*Document extract*.
Today I will write the first article in a short series about the development of an SMTLIB processing tool in SPARK. Instead of focusing on features, I intend to focus on the how I have proved absence of run-time errors in the name table and lexer. I had two objectives: show absence of run-time errors, and do not write useless defensive code. Today's blog will be about the name table, a data structure found in many compilers that can map strings to a unique integer and back. The next blog post will talk about the lexical analyzer.
Strings are unconstrained arrays and as such indefinite types, so keeping them around without using pointers in an Ada program is often a bit inconvenient. In particular you will not be able to use any of the definite containers, nor can we create a formal hash table with strings as the key. Thus the name table will create a unique integer for each string, but unlike a simple hash this process should be trivially reversible.
The name table provides a new private type
Name_Id (which is just a
Natural), and the following two subprograms:
procedure Lookup (S : String; N : out Name_Id) with Global => (In_Out => Name_Table), Pre => Invariant, Post => Invariant; -- Obtain name_id for the given string. function To_String (N : Name_Id) return String with Global => Name_Table, Pre => Invariant; -- The original string.
You will notice at this point the
Invariant. We establish this in the elaboration of the package, and from then onward we preserve it. Maintaining such an invariant is a common pattern if the proof obligations are non-trivial. The invariant is a just ghost function:
function Invariant return Boolean with Ghost, Global => Name_Table; -- Internal invariant for the name table.

*Work to complete*. Check each statement against the post on the SPARK name table and answer yes or no, quoting the words of the post that decide it. (a) One of the author's goals was to add defensive code wherever possible. (b) A formal hash table can be created with strings as the key. (c) The invariant is established in the elaboration of the package.

*Given entries*.

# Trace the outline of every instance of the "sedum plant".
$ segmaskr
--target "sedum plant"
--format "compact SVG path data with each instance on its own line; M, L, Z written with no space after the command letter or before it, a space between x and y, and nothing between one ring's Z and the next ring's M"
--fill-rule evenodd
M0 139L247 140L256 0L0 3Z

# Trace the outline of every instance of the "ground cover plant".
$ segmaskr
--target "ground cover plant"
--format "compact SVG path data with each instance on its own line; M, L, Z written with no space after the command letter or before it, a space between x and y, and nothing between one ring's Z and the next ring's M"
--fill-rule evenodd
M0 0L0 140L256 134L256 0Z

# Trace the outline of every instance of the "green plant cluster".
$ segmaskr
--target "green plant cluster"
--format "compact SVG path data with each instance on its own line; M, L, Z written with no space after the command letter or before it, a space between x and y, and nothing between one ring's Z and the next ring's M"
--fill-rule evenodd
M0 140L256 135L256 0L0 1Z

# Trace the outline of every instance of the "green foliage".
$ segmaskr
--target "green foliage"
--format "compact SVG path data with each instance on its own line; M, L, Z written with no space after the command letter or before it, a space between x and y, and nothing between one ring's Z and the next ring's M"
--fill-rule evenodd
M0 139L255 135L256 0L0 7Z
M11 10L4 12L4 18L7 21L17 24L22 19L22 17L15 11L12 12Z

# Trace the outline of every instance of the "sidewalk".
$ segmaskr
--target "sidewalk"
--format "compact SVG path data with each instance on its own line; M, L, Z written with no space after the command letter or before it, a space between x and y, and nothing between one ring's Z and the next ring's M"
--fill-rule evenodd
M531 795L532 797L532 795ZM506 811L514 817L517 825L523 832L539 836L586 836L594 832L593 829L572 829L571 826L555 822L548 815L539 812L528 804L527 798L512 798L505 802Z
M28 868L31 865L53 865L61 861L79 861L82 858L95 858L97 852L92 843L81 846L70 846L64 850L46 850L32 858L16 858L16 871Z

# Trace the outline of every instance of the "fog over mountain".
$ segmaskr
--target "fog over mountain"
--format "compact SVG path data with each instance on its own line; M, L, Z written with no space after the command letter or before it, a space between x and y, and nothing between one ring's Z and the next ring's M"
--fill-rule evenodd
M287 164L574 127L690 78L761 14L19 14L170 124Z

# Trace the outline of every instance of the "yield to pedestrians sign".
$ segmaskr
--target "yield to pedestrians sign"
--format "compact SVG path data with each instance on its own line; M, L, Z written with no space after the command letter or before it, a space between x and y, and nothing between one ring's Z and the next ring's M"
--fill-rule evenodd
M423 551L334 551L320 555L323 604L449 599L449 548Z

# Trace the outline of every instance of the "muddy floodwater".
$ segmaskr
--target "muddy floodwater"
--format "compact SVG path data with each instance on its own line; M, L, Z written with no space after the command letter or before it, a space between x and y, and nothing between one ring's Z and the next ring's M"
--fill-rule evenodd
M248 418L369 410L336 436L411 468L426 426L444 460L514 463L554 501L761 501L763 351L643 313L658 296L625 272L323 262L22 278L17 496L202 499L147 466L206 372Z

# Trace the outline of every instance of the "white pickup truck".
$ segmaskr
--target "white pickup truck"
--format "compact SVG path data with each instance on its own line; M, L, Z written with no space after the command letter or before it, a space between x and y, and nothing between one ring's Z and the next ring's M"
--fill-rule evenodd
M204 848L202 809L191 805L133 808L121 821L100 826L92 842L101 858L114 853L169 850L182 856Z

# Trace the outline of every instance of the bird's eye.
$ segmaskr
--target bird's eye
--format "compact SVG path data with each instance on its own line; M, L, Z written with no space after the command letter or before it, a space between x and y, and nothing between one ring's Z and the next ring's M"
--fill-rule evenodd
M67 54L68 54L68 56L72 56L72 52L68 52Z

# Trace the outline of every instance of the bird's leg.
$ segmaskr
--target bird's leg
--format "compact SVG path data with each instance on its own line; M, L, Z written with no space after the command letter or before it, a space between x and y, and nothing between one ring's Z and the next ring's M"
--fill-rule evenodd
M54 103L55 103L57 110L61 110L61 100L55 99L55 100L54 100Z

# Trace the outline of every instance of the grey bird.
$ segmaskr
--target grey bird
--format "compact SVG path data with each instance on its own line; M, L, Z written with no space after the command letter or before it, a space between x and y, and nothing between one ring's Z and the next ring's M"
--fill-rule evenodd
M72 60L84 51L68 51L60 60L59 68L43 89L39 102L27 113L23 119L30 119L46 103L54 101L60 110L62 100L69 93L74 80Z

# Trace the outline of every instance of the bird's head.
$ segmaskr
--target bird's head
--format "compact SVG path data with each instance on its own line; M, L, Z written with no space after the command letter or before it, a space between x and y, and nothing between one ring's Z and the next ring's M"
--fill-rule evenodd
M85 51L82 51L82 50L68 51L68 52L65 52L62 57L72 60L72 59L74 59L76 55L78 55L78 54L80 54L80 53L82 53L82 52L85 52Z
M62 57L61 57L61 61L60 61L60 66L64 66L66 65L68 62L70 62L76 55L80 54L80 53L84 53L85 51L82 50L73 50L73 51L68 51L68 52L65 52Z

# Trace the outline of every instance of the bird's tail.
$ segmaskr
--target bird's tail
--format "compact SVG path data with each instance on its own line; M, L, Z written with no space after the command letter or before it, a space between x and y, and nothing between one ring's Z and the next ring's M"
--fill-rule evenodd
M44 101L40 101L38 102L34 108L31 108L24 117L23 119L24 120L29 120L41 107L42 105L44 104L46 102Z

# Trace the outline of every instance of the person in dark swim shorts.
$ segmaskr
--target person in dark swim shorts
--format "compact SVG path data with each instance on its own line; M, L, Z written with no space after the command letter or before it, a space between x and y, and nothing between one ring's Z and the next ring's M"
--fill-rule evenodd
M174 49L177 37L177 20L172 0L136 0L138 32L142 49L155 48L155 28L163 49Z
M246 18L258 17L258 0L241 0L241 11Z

*Written solution*.
(a) No: "do not write useless defensive code"
(b) No: "nor can we create a formal hash table with strings as the key"
(c) Yes: "We establish this in the elaboration of the package"